== Exercise ==
Leave out the pictures and copy each record below exactly.

== Image region outline records ==
[Start]

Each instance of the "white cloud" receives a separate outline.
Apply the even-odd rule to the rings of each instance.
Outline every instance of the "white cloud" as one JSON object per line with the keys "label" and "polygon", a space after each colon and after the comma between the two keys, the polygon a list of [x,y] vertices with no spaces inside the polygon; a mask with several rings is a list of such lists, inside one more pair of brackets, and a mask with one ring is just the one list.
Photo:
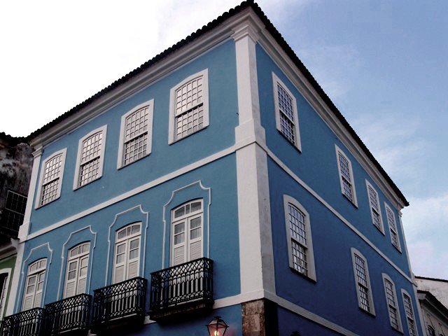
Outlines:
{"label": "white cloud", "polygon": [[416,275],[448,279],[448,193],[410,200],[402,223],[413,271]]}
{"label": "white cloud", "polygon": [[398,185],[419,190],[430,144],[419,134],[424,124],[396,113],[376,111],[357,116],[352,125],[356,133]]}

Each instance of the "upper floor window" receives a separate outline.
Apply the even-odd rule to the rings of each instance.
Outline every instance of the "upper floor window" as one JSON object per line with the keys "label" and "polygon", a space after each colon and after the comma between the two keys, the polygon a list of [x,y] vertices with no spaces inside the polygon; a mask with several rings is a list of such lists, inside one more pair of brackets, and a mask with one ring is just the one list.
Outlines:
{"label": "upper floor window", "polygon": [[66,148],[59,150],[42,162],[36,200],[38,208],[59,198],[62,186]]}
{"label": "upper floor window", "polygon": [[336,157],[342,195],[358,206],[351,162],[337,146],[336,146]]}
{"label": "upper floor window", "polygon": [[106,130],[107,127],[104,125],[80,139],[74,189],[85,186],[103,175]]}
{"label": "upper floor window", "polygon": [[171,265],[202,257],[202,200],[195,200],[172,211]]}
{"label": "upper floor window", "polygon": [[416,328],[415,326],[415,316],[414,315],[411,297],[404,289],[401,290],[401,293],[403,296],[403,305],[405,306],[405,312],[406,313],[409,335],[410,336],[417,336]]}
{"label": "upper floor window", "polygon": [[284,195],[289,266],[316,281],[309,215],[295,199]]}
{"label": "upper floor window", "polygon": [[391,207],[384,203],[386,206],[386,216],[387,217],[387,223],[389,225],[389,232],[391,232],[391,241],[392,245],[398,251],[400,251],[400,239],[398,238],[398,230],[397,230],[397,222],[395,220],[395,214]]}
{"label": "upper floor window", "polygon": [[9,273],[0,273],[0,318],[3,316],[8,292],[8,281]]}
{"label": "upper floor window", "polygon": [[27,208],[27,197],[13,190],[8,190],[5,209],[1,214],[4,225],[14,231],[18,231],[23,223]]}
{"label": "upper floor window", "polygon": [[140,223],[117,231],[113,257],[113,284],[139,276],[141,232]]}
{"label": "upper floor window", "polygon": [[64,298],[85,293],[90,251],[90,242],[80,244],[69,250]]}
{"label": "upper floor window", "polygon": [[46,267],[46,259],[40,259],[28,267],[22,310],[41,307]]}
{"label": "upper floor window", "polygon": [[132,163],[151,152],[154,99],[121,117],[117,167]]}
{"label": "upper floor window", "polygon": [[372,286],[367,260],[360,252],[352,248],[351,261],[356,284],[358,304],[361,309],[374,315],[375,309],[372,298]]}
{"label": "upper floor window", "polygon": [[383,218],[381,216],[381,209],[379,208],[379,200],[378,198],[378,192],[373,186],[365,180],[367,186],[367,192],[369,197],[369,204],[370,204],[370,214],[372,215],[372,223],[373,225],[383,234],[384,228],[383,227]]}
{"label": "upper floor window", "polygon": [[428,326],[428,336],[435,336],[435,330],[431,326]]}
{"label": "upper floor window", "polygon": [[209,71],[190,76],[171,89],[169,143],[209,125]]}
{"label": "upper floor window", "polygon": [[401,318],[400,317],[400,310],[398,309],[397,293],[395,289],[395,285],[392,279],[384,273],[383,281],[384,284],[386,302],[389,312],[391,326],[395,330],[402,332]]}
{"label": "upper floor window", "polygon": [[301,150],[295,97],[274,73],[272,82],[276,128],[289,142]]}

[End]

== Solution to the exercise ==
Each instance of the "white cloud" receives a separate outline.
Apply the even-odd rule to the rings of each instance.
Outline every instance of the "white cloud" as one JSON object per line with the keys "label" and "polygon", a space after each colon and after the comma between the two keys, the polygon a list of [x,y] vertices with no spaces inside the polygon; a mask with several rings is a list of such lists, inside one more pair of brackets, and a mask with one ring is just the one list.
Photo:
Outlines:
{"label": "white cloud", "polygon": [[416,275],[448,279],[448,193],[410,200],[402,223],[413,271]]}
{"label": "white cloud", "polygon": [[398,185],[419,190],[430,144],[419,134],[424,124],[396,113],[376,111],[357,116],[352,125],[356,133]]}

Each instance of the "upper floor window" receives a separate outline.
Apply the even-odd rule to the rings of each instance.
Outline every instance of the "upper floor window" as one JSON object per line with the keys "label" and "polygon", a space after each colon and after the comma between the two keys, the polygon a list of [x,y] vertices with no spaces inside the polygon; a mask with several rings is a list of such lists, inside one more pair of brackets, and a mask with one ring is just the one list.
Outlines:
{"label": "upper floor window", "polygon": [[66,148],[59,150],[42,162],[36,200],[38,208],[59,198],[62,186]]}
{"label": "upper floor window", "polygon": [[336,157],[342,195],[358,206],[351,162],[337,146],[336,146]]}
{"label": "upper floor window", "polygon": [[106,130],[107,127],[104,125],[80,139],[74,189],[85,186],[103,175]]}
{"label": "upper floor window", "polygon": [[171,265],[202,257],[202,200],[195,200],[172,211]]}
{"label": "upper floor window", "polygon": [[416,328],[415,326],[415,316],[414,315],[411,297],[404,289],[401,290],[401,293],[403,296],[403,305],[405,306],[405,312],[406,313],[409,335],[410,336],[417,336]]}
{"label": "upper floor window", "polygon": [[284,195],[289,266],[316,281],[309,215],[295,199]]}
{"label": "upper floor window", "polygon": [[391,207],[384,203],[386,206],[386,216],[387,217],[387,223],[389,225],[389,232],[391,232],[391,241],[392,245],[398,251],[400,251],[400,239],[398,238],[398,230],[397,230],[397,222],[395,220],[395,214]]}
{"label": "upper floor window", "polygon": [[9,273],[0,273],[0,318],[3,316],[8,292],[8,281]]}
{"label": "upper floor window", "polygon": [[27,208],[27,197],[13,190],[8,190],[5,209],[1,214],[4,225],[14,231],[18,231],[23,223]]}
{"label": "upper floor window", "polygon": [[140,223],[117,231],[113,257],[113,284],[139,276],[141,232]]}
{"label": "upper floor window", "polygon": [[64,298],[85,293],[90,251],[90,242],[80,244],[69,250]]}
{"label": "upper floor window", "polygon": [[46,267],[46,259],[40,259],[28,267],[22,310],[41,307]]}
{"label": "upper floor window", "polygon": [[132,163],[151,152],[154,99],[121,117],[117,167]]}
{"label": "upper floor window", "polygon": [[372,286],[367,260],[360,252],[352,248],[351,261],[356,284],[358,304],[361,309],[374,315],[375,309],[372,298]]}
{"label": "upper floor window", "polygon": [[383,218],[381,216],[381,209],[379,208],[379,200],[378,198],[378,192],[373,186],[365,180],[367,186],[367,192],[369,197],[369,204],[370,204],[370,214],[372,215],[372,223],[373,225],[383,234],[384,228],[383,227]]}
{"label": "upper floor window", "polygon": [[428,326],[428,336],[435,336],[435,330],[431,326]]}
{"label": "upper floor window", "polygon": [[209,71],[190,76],[171,89],[169,143],[209,125]]}
{"label": "upper floor window", "polygon": [[401,318],[400,317],[400,310],[398,309],[397,293],[395,289],[395,285],[392,279],[384,273],[383,281],[384,284],[386,302],[389,312],[391,326],[395,330],[402,332]]}
{"label": "upper floor window", "polygon": [[301,150],[295,97],[274,73],[272,82],[276,128],[289,142]]}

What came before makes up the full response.